**Written problem:** Write out the listing below from the line containing "For the evaluation, point out each instance of the blue" to its last line, unaltered, ends included.

= = = = =

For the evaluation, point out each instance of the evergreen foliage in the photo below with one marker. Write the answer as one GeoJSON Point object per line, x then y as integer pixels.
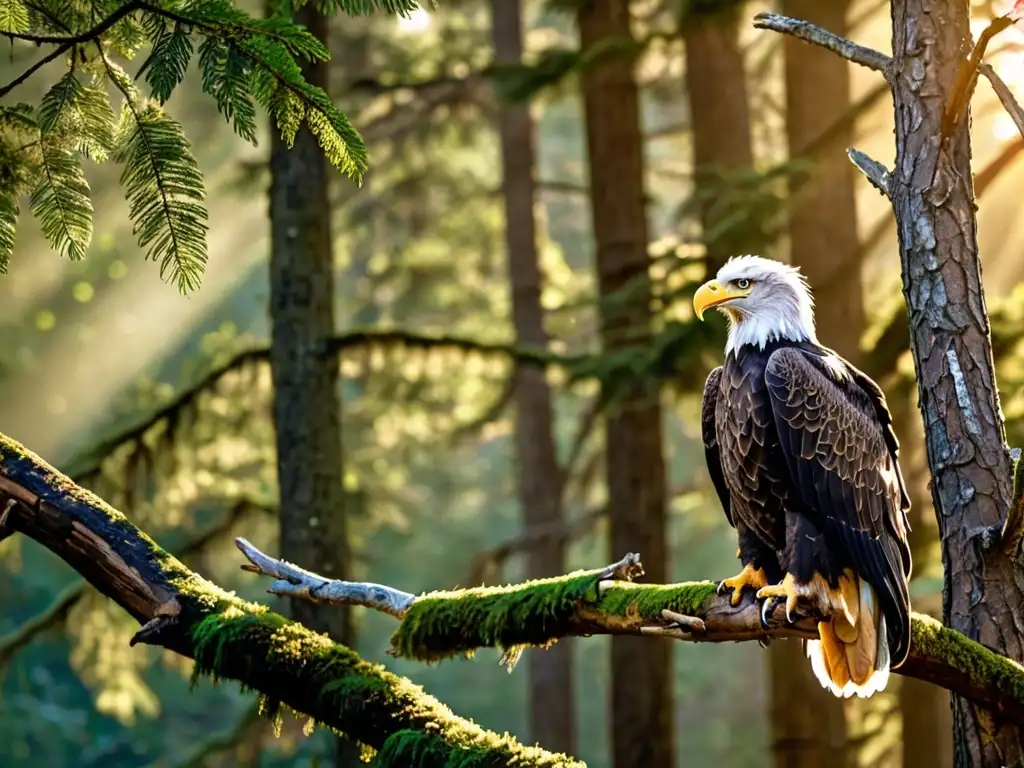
{"type": "Point", "coordinates": [243, 60]}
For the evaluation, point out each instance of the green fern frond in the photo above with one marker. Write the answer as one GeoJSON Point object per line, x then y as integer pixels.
{"type": "Point", "coordinates": [221, 19]}
{"type": "Point", "coordinates": [291, 97]}
{"type": "Point", "coordinates": [95, 135]}
{"type": "Point", "coordinates": [19, 118]}
{"type": "Point", "coordinates": [12, 173]}
{"type": "Point", "coordinates": [56, 110]}
{"type": "Point", "coordinates": [80, 116]}
{"type": "Point", "coordinates": [13, 16]}
{"type": "Point", "coordinates": [166, 67]}
{"type": "Point", "coordinates": [366, 7]}
{"type": "Point", "coordinates": [60, 201]}
{"type": "Point", "coordinates": [225, 77]}
{"type": "Point", "coordinates": [165, 193]}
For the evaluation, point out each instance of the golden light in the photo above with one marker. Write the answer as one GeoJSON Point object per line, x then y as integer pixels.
{"type": "Point", "coordinates": [416, 23]}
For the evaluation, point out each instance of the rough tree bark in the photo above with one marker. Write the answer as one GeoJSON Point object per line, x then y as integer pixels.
{"type": "Point", "coordinates": [232, 639]}
{"type": "Point", "coordinates": [552, 712]}
{"type": "Point", "coordinates": [924, 708]}
{"type": "Point", "coordinates": [809, 726]}
{"type": "Point", "coordinates": [931, 188]}
{"type": "Point", "coordinates": [641, 675]}
{"type": "Point", "coordinates": [720, 120]}
{"type": "Point", "coordinates": [306, 406]}
{"type": "Point", "coordinates": [290, 665]}
{"type": "Point", "coordinates": [972, 482]}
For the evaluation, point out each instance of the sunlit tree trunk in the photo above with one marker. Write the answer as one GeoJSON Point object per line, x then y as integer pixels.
{"type": "Point", "coordinates": [306, 406]}
{"type": "Point", "coordinates": [641, 671]}
{"type": "Point", "coordinates": [551, 692]}
{"type": "Point", "coordinates": [972, 482]}
{"type": "Point", "coordinates": [720, 121]}
{"type": "Point", "coordinates": [924, 708]}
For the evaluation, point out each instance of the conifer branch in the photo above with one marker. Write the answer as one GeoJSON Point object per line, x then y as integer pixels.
{"type": "Point", "coordinates": [67, 43]}
{"type": "Point", "coordinates": [809, 33]}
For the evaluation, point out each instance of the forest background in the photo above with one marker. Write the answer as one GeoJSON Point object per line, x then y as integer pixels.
{"type": "Point", "coordinates": [111, 374]}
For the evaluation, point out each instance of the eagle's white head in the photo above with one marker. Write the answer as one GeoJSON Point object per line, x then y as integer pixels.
{"type": "Point", "coordinates": [764, 300]}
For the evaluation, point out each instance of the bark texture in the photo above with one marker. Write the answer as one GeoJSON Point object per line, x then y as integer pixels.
{"type": "Point", "coordinates": [924, 708]}
{"type": "Point", "coordinates": [552, 712]}
{"type": "Point", "coordinates": [306, 406]}
{"type": "Point", "coordinates": [641, 674]}
{"type": "Point", "coordinates": [808, 723]}
{"type": "Point", "coordinates": [720, 120]}
{"type": "Point", "coordinates": [970, 464]}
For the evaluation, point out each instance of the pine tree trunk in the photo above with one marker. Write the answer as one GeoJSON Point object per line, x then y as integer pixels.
{"type": "Point", "coordinates": [924, 708]}
{"type": "Point", "coordinates": [933, 199]}
{"type": "Point", "coordinates": [808, 722]}
{"type": "Point", "coordinates": [720, 120]}
{"type": "Point", "coordinates": [552, 715]}
{"type": "Point", "coordinates": [641, 670]}
{"type": "Point", "coordinates": [306, 406]}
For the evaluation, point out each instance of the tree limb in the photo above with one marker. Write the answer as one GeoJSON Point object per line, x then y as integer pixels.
{"type": "Point", "coordinates": [877, 173]}
{"type": "Point", "coordinates": [441, 625]}
{"type": "Point", "coordinates": [231, 638]}
{"type": "Point", "coordinates": [809, 33]}
{"type": "Point", "coordinates": [56, 612]}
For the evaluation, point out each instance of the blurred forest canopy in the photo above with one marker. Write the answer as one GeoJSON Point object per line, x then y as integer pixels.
{"type": "Point", "coordinates": [162, 406]}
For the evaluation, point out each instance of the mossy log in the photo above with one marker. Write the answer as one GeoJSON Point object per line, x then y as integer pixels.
{"type": "Point", "coordinates": [441, 625]}
{"type": "Point", "coordinates": [233, 639]}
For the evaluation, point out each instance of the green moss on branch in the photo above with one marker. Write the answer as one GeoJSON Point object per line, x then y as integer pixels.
{"type": "Point", "coordinates": [232, 639]}
{"type": "Point", "coordinates": [441, 625]}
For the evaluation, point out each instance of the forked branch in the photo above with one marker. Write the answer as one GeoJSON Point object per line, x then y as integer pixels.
{"type": "Point", "coordinates": [440, 625]}
{"type": "Point", "coordinates": [810, 33]}
{"type": "Point", "coordinates": [230, 638]}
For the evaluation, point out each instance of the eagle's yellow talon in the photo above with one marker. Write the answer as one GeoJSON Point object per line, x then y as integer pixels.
{"type": "Point", "coordinates": [747, 578]}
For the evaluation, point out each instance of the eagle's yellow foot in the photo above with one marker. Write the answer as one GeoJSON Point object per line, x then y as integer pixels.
{"type": "Point", "coordinates": [771, 594]}
{"type": "Point", "coordinates": [817, 596]}
{"type": "Point", "coordinates": [747, 578]}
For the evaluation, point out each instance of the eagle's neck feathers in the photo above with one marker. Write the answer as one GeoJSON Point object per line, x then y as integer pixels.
{"type": "Point", "coordinates": [790, 317]}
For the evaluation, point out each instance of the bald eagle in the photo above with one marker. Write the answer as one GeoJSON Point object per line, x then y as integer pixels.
{"type": "Point", "coordinates": [801, 450]}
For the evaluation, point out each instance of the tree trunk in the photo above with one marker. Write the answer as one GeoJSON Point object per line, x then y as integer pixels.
{"type": "Point", "coordinates": [809, 723]}
{"type": "Point", "coordinates": [552, 714]}
{"type": "Point", "coordinates": [924, 708]}
{"type": "Point", "coordinates": [720, 122]}
{"type": "Point", "coordinates": [306, 406]}
{"type": "Point", "coordinates": [933, 199]}
{"type": "Point", "coordinates": [641, 671]}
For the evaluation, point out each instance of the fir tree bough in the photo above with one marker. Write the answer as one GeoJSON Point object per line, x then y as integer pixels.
{"type": "Point", "coordinates": [243, 60]}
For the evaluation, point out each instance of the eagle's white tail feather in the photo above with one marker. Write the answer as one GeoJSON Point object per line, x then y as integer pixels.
{"type": "Point", "coordinates": [879, 678]}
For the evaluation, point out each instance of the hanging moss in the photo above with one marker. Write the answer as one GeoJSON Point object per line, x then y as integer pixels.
{"type": "Point", "coordinates": [293, 666]}
{"type": "Point", "coordinates": [441, 625]}
{"type": "Point", "coordinates": [985, 668]}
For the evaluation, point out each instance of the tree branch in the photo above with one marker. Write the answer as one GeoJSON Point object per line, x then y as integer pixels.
{"type": "Point", "coordinates": [1007, 98]}
{"type": "Point", "coordinates": [230, 638]}
{"type": "Point", "coordinates": [877, 173]}
{"type": "Point", "coordinates": [65, 43]}
{"type": "Point", "coordinates": [440, 625]}
{"type": "Point", "coordinates": [859, 54]}
{"type": "Point", "coordinates": [56, 612]}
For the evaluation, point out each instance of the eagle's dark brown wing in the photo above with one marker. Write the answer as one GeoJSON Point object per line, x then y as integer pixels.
{"type": "Point", "coordinates": [844, 463]}
{"type": "Point", "coordinates": [712, 452]}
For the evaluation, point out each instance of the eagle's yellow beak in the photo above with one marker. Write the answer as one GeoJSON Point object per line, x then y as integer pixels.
{"type": "Point", "coordinates": [712, 294]}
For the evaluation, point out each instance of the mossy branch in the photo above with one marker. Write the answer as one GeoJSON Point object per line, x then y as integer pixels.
{"type": "Point", "coordinates": [232, 639]}
{"type": "Point", "coordinates": [441, 625]}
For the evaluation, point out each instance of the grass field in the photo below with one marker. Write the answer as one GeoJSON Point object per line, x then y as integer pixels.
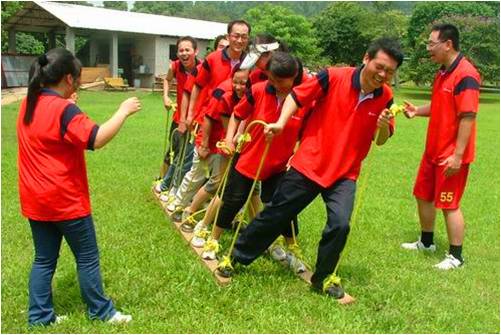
{"type": "Point", "coordinates": [150, 272]}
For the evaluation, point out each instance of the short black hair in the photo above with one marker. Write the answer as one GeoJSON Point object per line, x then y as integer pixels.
{"type": "Point", "coordinates": [234, 22]}
{"type": "Point", "coordinates": [447, 31]}
{"type": "Point", "coordinates": [283, 65]}
{"type": "Point", "coordinates": [218, 39]}
{"type": "Point", "coordinates": [189, 39]}
{"type": "Point", "coordinates": [389, 46]}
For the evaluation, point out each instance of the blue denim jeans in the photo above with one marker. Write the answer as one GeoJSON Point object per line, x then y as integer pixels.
{"type": "Point", "coordinates": [81, 237]}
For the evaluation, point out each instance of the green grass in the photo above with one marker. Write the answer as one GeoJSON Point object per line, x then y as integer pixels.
{"type": "Point", "coordinates": [150, 272]}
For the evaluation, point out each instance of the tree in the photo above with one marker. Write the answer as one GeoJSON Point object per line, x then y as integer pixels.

= = = = =

**Task output:**
For the evaluation, point out each instance of the blue denim jeans in the photo above with one marker. Write the answer as one GeoJSON Point object per line, x then y as integer pixels.
{"type": "Point", "coordinates": [81, 237]}
For the evaluation, point out each instance of the green grass in the photo above with one marker. Write the answer as one GeoJSON Point object per line, x then y as integer pixels.
{"type": "Point", "coordinates": [150, 272]}
For the evaluation, point out each instance of the tree in the photo above with one marker. Write the answer as one GeoJSON Point object per line, x then y as integer pixels.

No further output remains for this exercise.